* **GIVEN PASSAGE**:
Deliberation Clustering: an Approach to Improving Clustering Stability and Accuracy

How do you win the Netflix Prize or a KDD Cup, or succeed in any other supervised learning task? The state-of-the-art approach is to build an ensemble of most powerful classification methods, train each of them on your data, and then construct an aggregated classifier by carefully combining and weighting the ensemble participants.

 

One would imagine that an analogous scheme would work in clustering: build an ensemble of powerful clustering methods, apply each of them to your data, and then somehow average the results. Well, such a scheme was invented long ago, under the name of Consensus Clustering, or Cluster Ensembles. The only problem is that the consensus clustering does not achieve very impressive results after all. At least, it is not as unbeatable as classifier ensembles in supervised learning. Why is that so?

 

The problem is that different clustering methods, while being completely unsupervised, construct very different models (i.e. clusterings) of the data. Let us say that our data is a collection of geometric shapes (e.g., circles, triangles, rectangles etc.), each of a different color. One clustering algorithm may cluster our data instances according to their shape, another may cluster them according to their color. Averaging those results would be hopeless.

 

In practice, it is hard to find a clustering method that would cluster data according to any specific criterion (i.e. shape or color), unless it is explicitly incorporated into the optimization objective. A typical clustering method would construct a model that provides some signal both about the instances' shapes and about their colors. Averaging such models might not be hopeless, but still not extremely advantageous, as the original models are so dramatically different from each other.

* **GIVEN RECORDS**:

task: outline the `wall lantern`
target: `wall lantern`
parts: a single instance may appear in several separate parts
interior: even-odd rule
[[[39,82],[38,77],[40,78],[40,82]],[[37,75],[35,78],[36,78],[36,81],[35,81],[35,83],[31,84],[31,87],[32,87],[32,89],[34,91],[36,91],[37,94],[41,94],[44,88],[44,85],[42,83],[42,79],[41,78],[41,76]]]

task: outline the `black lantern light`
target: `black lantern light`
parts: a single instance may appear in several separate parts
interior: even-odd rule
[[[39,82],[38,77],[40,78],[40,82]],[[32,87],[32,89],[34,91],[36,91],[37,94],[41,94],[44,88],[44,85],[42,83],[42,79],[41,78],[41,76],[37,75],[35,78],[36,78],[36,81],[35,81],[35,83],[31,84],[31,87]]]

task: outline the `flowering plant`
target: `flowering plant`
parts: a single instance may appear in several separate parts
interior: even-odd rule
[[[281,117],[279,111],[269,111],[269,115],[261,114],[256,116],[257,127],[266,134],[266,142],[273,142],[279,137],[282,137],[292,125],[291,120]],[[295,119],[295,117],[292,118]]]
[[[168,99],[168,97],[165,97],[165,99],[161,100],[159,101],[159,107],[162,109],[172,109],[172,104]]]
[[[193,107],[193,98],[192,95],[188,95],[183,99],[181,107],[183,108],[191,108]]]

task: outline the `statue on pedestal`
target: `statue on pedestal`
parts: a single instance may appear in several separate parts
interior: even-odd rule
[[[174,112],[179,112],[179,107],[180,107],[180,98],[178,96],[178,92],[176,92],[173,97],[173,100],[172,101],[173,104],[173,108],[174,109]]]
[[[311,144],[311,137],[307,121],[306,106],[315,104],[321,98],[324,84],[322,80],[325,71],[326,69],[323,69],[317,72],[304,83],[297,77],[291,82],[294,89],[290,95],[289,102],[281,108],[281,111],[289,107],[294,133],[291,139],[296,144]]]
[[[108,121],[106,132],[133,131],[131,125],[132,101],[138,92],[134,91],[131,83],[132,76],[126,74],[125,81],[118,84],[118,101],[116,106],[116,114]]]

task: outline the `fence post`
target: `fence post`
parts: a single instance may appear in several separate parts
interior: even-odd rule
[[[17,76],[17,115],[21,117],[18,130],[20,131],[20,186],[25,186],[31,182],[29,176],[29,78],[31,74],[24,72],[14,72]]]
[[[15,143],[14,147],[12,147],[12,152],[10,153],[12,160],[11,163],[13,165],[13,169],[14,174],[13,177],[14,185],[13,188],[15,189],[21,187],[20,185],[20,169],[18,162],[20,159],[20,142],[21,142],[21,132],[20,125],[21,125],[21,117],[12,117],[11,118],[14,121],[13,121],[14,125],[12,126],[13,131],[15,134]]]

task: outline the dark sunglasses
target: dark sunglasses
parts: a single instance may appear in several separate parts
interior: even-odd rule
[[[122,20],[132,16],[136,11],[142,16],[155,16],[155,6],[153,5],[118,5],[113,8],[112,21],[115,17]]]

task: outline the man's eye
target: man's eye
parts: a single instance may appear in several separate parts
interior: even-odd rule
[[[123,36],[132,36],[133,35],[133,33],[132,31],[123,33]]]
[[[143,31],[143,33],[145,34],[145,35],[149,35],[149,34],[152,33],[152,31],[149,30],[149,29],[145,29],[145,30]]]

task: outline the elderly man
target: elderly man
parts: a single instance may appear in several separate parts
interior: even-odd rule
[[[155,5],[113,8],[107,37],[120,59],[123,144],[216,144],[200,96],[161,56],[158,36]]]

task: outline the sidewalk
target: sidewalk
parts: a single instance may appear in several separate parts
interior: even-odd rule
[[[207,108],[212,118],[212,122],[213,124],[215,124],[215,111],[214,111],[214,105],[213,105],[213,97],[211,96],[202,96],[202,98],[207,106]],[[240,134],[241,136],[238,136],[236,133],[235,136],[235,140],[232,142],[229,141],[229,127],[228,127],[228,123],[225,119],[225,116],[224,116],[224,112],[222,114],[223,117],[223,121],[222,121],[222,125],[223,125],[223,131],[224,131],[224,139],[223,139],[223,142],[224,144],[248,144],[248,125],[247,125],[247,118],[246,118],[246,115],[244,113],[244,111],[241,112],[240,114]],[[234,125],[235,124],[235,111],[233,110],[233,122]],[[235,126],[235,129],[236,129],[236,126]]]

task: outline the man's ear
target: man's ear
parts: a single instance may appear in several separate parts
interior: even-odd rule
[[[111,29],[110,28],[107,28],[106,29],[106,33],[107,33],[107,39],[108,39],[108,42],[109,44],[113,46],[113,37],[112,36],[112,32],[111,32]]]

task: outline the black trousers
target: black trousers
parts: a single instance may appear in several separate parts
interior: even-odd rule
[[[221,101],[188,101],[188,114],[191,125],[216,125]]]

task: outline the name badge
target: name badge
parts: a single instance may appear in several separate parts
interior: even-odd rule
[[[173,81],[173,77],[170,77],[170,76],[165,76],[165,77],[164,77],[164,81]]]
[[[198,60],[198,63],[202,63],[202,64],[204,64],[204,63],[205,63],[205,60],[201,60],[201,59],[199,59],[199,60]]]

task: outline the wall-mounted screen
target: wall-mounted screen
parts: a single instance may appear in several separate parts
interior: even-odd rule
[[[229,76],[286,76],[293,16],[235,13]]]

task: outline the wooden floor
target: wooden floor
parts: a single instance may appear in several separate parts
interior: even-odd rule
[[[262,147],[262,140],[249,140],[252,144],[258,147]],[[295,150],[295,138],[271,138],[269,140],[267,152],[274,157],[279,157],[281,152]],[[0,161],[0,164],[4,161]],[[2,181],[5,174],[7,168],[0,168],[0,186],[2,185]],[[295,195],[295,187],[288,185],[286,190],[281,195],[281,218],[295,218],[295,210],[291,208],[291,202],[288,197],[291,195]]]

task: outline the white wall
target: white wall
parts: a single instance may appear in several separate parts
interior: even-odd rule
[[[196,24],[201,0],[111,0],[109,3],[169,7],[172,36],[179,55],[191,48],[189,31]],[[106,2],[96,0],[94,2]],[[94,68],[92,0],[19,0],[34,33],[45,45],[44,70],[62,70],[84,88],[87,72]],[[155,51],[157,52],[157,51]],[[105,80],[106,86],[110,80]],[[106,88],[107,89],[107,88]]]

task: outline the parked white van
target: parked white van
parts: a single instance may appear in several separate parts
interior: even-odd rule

* **SHORT TASK**:
Reproduce the part of the deliberation clustering article above, starting with "The problem is" and going on through "would be hopeless.".

* **TASK RESPONSE**:
The problem is that different clustering methods, while being completely unsupervised, construct very different models (i.e. clusterings) of the data. Let us say that our data is a collection of geometric shapes (e.g., circles, triangles, rectangles etc.), each of a different color. One clustering algorithm may cluster our data instances according to their shape, another may cluster them according to their color. Averaging those results would be hopeless.